◆ EXERCISE TASK 1 ◆
In the excerpt on writing popular fiction, which book is named as a rare case where an author did things differently and it worked out?
◆ EXERCISE TASK 2 ◆
Extend the excerpt on writing popular fiction, picking up after its final sentence.

◆ DOCUMENT SECTION ◆
↓

Not necessarily. If you’d entered that question differently, I think I like my identity as an outsider. Thinking differently has probably been part of my brand or my personality. I write commercial fiction, which is popular fiction. You would think that if you want to be a fiction writer, you have to be really creative, you have to do things really differently. Most of that stuff doesn’t actually sell. The majority of readers want a reading experience that they’re pretty comfortable with already. The stuff that they buy and the stuff that satisfies them is not that it’s pretty similar to what’s already been done. It’s not when you want to write popular fiction that sells, you’re not really inventing the whole universe of writing. You’re not trying to do James Joyce or anything. Especially I write young adult fiction, it’s generally a hero’s journey. You take a template. There’s certain features that are in all young adult fiction. I try to put those in all my books because I know that readers want those things. I still bring myself to it. I still make it a new and different story that they haven’t heard before. I still surprise them with a lot of twists that they’re not expecting. I want to focus on making it an exciting and engaging reading experience for my readers.
A lot of authors, they don’t do that. There’s this misconception in the creative space that to be creative, you have to do everything differently. You can’t depend on what’s hot before, it has to be new. That’s modernism. It’s a pretty recent philosophy of creative production sense, the romantic poets. I don’t think that that’s necessarily true but it’s very prevalent among authors especially they want to do something new. They want to make a cover that doesn’t look like any other covers in their genre. They want to write a book that isn’t like any other books that’s ever existed. Those kinds of projects generally don’t perform very well. They don’t sell very well. It’s possible, The Martian is one case where an author did things differently and it worked out and he got a big movie deal, but that’s pretty rare. It’s still very challenging and very difficult to write fiction, but I’m not just making it up as I go along. I definitely plot first and I’ll have a pretty sound story architecture and structure and then I just try to make it a good story.

↑

◆ GIVEN DATA ◆
↓

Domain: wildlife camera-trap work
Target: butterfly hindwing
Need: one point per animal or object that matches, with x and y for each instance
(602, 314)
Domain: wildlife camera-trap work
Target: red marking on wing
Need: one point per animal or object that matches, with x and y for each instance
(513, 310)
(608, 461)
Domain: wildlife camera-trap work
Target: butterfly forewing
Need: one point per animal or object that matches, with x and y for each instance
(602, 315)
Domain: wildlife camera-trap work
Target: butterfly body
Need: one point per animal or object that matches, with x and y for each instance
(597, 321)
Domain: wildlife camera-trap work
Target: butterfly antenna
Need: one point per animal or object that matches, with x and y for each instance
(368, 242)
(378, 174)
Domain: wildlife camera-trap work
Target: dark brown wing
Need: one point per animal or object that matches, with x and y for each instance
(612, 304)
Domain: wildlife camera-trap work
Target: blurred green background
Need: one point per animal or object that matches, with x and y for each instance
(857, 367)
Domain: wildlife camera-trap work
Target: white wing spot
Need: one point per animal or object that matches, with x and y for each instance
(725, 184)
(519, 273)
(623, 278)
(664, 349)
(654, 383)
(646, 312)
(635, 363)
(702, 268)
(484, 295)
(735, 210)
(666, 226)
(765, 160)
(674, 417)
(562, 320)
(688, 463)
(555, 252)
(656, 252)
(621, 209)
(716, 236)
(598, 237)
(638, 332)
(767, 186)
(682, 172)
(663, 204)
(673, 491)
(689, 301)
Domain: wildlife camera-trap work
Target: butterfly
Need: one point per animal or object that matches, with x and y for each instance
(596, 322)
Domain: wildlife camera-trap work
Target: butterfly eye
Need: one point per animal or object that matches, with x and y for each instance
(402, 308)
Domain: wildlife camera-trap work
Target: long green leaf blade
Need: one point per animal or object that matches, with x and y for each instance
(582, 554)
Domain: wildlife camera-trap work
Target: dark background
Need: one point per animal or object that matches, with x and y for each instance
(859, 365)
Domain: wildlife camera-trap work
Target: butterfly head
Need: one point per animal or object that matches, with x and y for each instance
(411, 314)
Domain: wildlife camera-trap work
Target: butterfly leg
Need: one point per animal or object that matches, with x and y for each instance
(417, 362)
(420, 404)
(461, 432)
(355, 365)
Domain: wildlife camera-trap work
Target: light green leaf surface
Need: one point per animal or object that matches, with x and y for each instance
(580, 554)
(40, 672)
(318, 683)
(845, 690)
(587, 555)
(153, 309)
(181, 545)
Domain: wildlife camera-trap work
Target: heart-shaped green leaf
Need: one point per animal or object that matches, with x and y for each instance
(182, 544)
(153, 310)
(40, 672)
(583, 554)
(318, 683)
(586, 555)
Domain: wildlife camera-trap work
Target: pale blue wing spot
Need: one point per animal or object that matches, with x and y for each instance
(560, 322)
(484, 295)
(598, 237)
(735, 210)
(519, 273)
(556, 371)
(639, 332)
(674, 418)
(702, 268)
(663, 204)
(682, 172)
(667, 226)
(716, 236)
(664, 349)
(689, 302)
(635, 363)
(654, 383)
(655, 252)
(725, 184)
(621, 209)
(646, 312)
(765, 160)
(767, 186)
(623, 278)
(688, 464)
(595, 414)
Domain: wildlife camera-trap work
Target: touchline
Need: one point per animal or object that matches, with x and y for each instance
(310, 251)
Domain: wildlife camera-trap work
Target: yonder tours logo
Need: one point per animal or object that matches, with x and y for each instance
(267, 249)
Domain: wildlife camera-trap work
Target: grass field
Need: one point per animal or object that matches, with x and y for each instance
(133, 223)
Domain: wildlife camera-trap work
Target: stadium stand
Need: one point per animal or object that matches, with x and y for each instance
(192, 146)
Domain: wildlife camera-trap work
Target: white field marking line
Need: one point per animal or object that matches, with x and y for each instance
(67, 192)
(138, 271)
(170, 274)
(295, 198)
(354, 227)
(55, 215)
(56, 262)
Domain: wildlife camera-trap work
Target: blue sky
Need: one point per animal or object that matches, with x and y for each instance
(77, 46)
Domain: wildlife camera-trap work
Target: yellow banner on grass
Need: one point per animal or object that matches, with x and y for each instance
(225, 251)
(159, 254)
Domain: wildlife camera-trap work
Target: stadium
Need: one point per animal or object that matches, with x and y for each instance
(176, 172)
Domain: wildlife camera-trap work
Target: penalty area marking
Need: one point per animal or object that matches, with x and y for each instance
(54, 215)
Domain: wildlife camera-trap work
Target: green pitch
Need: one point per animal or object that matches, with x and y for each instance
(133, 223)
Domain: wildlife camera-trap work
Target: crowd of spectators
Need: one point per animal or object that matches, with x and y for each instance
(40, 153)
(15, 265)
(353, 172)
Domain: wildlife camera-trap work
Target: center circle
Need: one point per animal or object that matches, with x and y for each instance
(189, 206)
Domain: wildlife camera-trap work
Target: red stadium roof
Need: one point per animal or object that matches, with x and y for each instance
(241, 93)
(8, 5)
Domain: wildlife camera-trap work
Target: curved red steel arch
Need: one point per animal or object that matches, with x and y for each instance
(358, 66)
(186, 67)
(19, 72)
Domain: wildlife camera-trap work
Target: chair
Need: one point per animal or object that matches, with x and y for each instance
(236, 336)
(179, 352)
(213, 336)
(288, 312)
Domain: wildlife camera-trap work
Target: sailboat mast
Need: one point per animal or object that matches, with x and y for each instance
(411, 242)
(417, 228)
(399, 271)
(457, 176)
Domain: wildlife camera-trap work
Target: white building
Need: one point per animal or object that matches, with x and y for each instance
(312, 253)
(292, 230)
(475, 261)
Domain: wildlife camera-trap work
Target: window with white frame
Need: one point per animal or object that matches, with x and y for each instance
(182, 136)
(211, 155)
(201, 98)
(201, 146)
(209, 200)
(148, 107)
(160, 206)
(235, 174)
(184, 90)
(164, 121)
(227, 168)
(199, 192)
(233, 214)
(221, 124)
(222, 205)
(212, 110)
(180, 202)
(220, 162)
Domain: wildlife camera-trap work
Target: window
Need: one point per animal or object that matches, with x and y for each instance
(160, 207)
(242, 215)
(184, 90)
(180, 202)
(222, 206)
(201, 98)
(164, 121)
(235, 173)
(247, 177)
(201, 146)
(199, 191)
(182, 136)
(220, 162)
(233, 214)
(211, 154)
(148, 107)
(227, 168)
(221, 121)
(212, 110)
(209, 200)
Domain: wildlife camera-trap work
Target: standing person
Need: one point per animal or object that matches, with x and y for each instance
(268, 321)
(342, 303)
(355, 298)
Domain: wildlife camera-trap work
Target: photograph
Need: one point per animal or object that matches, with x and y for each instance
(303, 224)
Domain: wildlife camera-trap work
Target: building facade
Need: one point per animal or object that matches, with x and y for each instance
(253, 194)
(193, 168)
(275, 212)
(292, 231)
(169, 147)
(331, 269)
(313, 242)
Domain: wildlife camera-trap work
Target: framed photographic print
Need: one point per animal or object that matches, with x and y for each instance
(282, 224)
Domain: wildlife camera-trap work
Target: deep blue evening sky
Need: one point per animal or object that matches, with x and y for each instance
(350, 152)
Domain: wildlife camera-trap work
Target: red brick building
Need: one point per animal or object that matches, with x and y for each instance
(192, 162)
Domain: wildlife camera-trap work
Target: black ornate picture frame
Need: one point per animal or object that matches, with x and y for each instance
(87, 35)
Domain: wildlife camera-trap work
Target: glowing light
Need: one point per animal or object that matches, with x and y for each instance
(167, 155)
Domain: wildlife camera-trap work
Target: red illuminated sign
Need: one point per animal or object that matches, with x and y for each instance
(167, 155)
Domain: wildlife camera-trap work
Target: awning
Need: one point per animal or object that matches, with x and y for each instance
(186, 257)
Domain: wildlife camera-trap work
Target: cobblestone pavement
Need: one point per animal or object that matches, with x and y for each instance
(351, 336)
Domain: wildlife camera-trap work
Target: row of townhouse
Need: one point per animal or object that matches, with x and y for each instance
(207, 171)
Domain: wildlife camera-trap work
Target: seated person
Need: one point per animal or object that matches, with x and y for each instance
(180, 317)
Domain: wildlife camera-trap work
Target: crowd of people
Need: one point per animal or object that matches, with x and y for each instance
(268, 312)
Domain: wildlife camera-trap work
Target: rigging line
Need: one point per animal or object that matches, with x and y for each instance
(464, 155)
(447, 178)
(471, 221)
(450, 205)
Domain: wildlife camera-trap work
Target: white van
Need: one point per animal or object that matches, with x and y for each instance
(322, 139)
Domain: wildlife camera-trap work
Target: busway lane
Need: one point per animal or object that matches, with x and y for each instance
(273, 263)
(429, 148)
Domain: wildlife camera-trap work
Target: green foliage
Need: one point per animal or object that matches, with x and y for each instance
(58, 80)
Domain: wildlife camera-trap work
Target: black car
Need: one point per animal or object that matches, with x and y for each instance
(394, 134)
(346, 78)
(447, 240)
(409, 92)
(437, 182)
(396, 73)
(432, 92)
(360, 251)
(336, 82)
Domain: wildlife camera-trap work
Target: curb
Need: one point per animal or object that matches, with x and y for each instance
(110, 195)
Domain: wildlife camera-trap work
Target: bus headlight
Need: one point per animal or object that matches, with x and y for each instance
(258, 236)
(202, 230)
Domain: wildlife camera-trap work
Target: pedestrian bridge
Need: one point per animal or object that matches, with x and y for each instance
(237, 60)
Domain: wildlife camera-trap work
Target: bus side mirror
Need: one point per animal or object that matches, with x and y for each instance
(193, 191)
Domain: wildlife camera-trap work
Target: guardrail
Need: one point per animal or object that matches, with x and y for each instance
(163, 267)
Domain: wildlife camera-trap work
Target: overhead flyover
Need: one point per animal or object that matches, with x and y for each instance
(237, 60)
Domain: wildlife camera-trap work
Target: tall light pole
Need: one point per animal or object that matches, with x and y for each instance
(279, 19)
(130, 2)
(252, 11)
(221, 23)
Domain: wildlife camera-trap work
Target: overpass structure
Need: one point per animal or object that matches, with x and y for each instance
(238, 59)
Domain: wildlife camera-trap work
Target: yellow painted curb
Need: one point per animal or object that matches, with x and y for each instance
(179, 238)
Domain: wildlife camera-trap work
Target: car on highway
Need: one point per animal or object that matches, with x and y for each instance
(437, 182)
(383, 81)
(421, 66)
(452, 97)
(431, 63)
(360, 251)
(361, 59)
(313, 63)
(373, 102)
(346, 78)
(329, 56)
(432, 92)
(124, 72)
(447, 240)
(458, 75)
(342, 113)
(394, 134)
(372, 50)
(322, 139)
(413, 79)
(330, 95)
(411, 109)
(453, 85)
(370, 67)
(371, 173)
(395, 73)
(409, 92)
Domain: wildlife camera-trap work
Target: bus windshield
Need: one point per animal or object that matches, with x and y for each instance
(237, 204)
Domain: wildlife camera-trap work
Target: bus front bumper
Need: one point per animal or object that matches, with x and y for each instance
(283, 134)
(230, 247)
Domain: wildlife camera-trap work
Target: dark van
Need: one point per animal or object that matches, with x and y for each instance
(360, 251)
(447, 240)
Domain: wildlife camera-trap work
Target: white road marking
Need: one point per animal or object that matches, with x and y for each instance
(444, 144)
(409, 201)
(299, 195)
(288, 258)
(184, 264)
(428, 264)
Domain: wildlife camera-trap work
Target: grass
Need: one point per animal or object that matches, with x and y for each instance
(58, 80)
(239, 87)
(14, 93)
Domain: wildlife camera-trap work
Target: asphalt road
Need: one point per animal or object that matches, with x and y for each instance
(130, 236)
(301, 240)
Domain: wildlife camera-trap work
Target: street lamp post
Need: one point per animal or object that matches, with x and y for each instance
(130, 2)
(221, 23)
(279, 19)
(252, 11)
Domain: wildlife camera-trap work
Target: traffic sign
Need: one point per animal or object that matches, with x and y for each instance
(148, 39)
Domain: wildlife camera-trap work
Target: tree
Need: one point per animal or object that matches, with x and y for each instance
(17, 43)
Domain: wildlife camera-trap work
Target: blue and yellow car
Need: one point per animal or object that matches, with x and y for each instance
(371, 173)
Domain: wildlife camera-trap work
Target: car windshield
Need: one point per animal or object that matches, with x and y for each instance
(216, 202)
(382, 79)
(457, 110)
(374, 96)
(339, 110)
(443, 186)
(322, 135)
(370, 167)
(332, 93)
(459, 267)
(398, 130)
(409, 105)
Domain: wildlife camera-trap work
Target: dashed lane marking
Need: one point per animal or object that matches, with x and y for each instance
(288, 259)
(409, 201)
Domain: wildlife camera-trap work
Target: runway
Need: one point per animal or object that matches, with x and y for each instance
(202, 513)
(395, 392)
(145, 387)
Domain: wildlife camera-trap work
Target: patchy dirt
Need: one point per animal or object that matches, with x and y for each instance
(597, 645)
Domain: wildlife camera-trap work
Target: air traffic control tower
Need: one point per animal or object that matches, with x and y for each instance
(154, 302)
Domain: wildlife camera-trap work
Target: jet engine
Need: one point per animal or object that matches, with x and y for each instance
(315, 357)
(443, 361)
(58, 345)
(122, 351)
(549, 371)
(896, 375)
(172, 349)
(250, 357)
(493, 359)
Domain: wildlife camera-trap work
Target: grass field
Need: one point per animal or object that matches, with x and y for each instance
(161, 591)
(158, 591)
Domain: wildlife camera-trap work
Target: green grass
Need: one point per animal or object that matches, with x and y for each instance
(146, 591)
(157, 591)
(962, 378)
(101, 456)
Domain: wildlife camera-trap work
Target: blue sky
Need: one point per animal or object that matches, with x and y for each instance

↑

◆ EXPECTED OUTPUT 1 ◆
The Martian.

◆ EXPECTED OUTPUT 2 ◆
How long did it take you to write on average each novel?
I think three months would be a reasonable amount of time if I was doing it full-time. I’ve written novels in a month before and novels with 80,000 words. If you’re writing 2,000 to 3,000 words a day, which is definitely doable, you can write a couple of 1,000 words in an hour. It’s not easy but you can do it. That’s only working a couple of hours a day and you could finish in a month. I think with enough pressure, I used to put my books up on pre-order, which means people are already ordering the book so you have to finish it because people have bought it. If you don’t finish it, they’re going to get some rough draft copy. I was using that and that’s stressful, but it also really helps me produce faster. I don’t think producing faster necessarily makes low quality of work. A lot of people believe that. I don’t think that’s true. I think you can produce very quickly and have as good a quality book as something that you took years to write. It’s like the three-month year or something that a lot of people talk about now, which is if you set your goals to the next year, you’ll probably get them done. But you could probably get the same goals done in three months if you just shorten the time span and added the pressure to make yourself do it.
I definitely think if you shorten your goal setting and push yourself to produce faster, that’s a good idea. I lost my pre-orders because if you screw up on Amazon and you don’t upload the pre-order files in time, they’ll take away your pre-order privileges for a year. I did that a couple of years ago and I lost it for a year. I got them back and I did it again recently, so I lost my pre-order privileges again. Now, I don’t have that pressure to finish, which makes it a little harder. I have a book that should have been finished last month and it’s still not finished. I’ll finish it at the end of this month, but I probably could have finished it a month ago and been working on something new already. Without that pressure to get it done, it’s a lot easier to just take it easy and not worry so much about it.
In those moments, when you’re working really intensely and maybe in the past when you’ve been faced with the motivation or the fear of those pre-orders, what kinds of things do you like to do when you’re feeling stressed or overwhelmed?
I’m probably not very good at actually relaxing. I probably just watch TV or something, but otherwise I enjoy it. If I’m working on my own projects, I actually enjoy it. Even if I’m fixing up my websites, improving my funnels or my email sequence or whatever, that doesn’t feel like work to me. It only feels like work to me if I’m selling my time for money and I’m working with other people or clients on their goals. That’s less satisfying for me so it feels more like work. If I’m doing my own creative stuff, I consider it business like a creative project, so that’s a fun challenge for me.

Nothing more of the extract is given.